> Task goal:
Images are not part of the copy; transcribe all the data exactly.

> Labeled-object pointing entries:
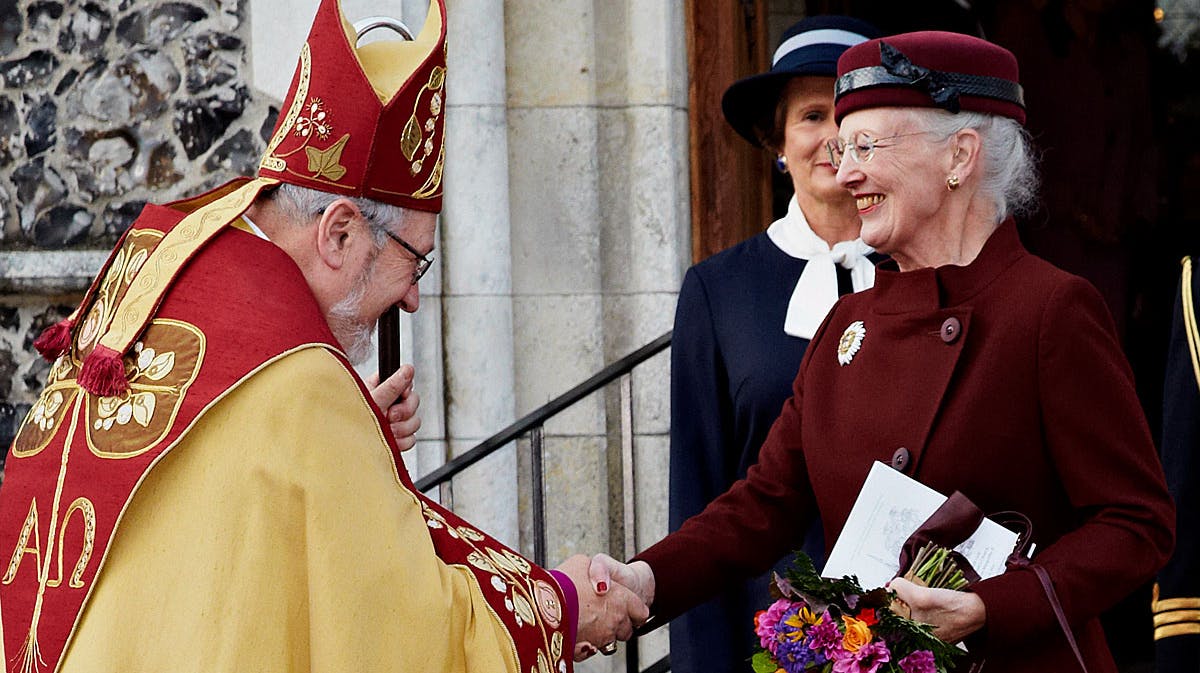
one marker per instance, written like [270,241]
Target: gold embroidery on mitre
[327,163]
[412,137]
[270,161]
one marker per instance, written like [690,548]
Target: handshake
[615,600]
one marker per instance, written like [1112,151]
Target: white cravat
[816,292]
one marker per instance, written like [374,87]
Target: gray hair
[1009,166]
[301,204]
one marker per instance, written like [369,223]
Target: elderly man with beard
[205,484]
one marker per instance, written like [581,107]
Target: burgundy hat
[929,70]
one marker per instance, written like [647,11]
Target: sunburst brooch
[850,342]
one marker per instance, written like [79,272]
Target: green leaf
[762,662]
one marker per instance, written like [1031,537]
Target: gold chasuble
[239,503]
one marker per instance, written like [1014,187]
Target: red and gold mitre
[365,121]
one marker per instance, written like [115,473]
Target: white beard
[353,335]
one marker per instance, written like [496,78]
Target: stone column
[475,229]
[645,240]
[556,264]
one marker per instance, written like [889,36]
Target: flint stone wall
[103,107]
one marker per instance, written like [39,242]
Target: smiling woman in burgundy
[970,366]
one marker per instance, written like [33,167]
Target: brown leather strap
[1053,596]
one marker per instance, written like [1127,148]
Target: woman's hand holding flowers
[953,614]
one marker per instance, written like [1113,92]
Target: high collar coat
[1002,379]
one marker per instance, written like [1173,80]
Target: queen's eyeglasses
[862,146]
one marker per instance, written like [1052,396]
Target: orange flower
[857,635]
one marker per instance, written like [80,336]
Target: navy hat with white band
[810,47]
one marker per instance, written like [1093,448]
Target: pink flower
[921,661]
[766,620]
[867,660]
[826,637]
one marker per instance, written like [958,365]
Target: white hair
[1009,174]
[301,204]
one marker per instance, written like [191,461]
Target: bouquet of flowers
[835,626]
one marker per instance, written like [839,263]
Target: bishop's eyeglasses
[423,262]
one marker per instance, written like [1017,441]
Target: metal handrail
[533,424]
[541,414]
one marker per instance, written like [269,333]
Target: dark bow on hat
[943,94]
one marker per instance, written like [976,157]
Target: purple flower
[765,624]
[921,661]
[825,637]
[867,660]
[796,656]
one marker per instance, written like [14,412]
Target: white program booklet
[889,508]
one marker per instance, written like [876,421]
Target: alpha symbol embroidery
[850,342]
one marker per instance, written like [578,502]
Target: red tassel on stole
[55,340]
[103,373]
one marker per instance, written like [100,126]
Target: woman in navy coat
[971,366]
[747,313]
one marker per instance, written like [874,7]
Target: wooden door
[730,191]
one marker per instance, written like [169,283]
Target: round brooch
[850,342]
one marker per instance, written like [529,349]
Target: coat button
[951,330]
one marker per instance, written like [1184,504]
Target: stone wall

> Final result:
one marker per instance, written like [270,241]
Target: gold embroidery on mitre
[327,163]
[412,137]
[270,161]
one marker per instance, written like [690,548]
Target: handshake
[615,600]
one marker per instance, written like [1112,151]
Target: white cravat
[816,292]
one marker per instance, written like [374,87]
Target: gray hair
[1009,166]
[301,204]
one marker per instance, written like [369,223]
Target: elderly man with beard
[205,484]
one marker per instance, written like [581,107]
Target: burgundy hat
[929,70]
one marker per instance, written like [647,11]
Target: sunburst brooch
[850,342]
one marker per instance, written like [79,272]
Target: green leaf
[762,662]
one marker per instance, written like [1031,537]
Target: gold chasuble
[239,503]
one marker per instance, written like [1014,187]
Target: red and gold mitre
[365,121]
one marker per instance, written like [115,473]
Target: white beard
[353,335]
one marker per instance, written like [496,78]
Target: stone column
[475,229]
[645,240]
[556,264]
one marker per instance, written like [889,36]
Target: flint stone wall
[103,107]
one marker per instance, written like [39,242]
Target: smiling woman in burgundy
[970,366]
one marker per instance, written like [33,167]
Target: brown leather strap
[1053,596]
one marker per instance, written like [1127,148]
Target: woman's hand holding flowers
[953,614]
one marker per instance, written like [1113,92]
Target: high collar coat
[1002,379]
one marker per instance, written like [1173,80]
Target: queen's eyeglasses
[862,146]
one marker per instance, written like [1052,396]
Target: orange flower
[857,635]
one marker per instance, written like [80,336]
Target: navy hat with white band
[810,47]
one marker per instance, written like [1093,448]
Target: pink flower
[921,661]
[766,620]
[867,660]
[826,637]
one marker per instance, written like [958,365]
Target: white hair
[1009,174]
[301,204]
one marker per instance, written like [191,461]
Target: bouquet of flowers
[835,626]
one marker per instance, written like [839,263]
Target: bishop's eyeglasses
[423,262]
one marker per instance, written like [1017,441]
Target: metal handrail
[533,424]
[541,414]
one marker per instance, written like [269,333]
Target: dark bow on hat
[943,94]
one marker per instance, written like [976,157]
Target: purple flower
[765,624]
[921,661]
[825,637]
[867,660]
[796,656]
one marker per instance, written like [14,412]
Target: white program booklet
[889,508]
one marker per instance, written like [876,421]
Target: alpha symbol embroidery
[850,342]
one marker per instance, written like [578,502]
Target: red tassel on stole
[55,340]
[103,373]
one marker per instance, written like [100,126]
Target: woman in navy coat
[971,366]
[747,313]
one marker per instance, written like [874,7]
Target: wooden door
[730,191]
one marker per instance, written like [169,283]
Target: round brooch
[850,342]
one marker per instance, written like [529,349]
Target: coat button
[951,330]
one marker per instance, written like [1184,504]
Target: stone wall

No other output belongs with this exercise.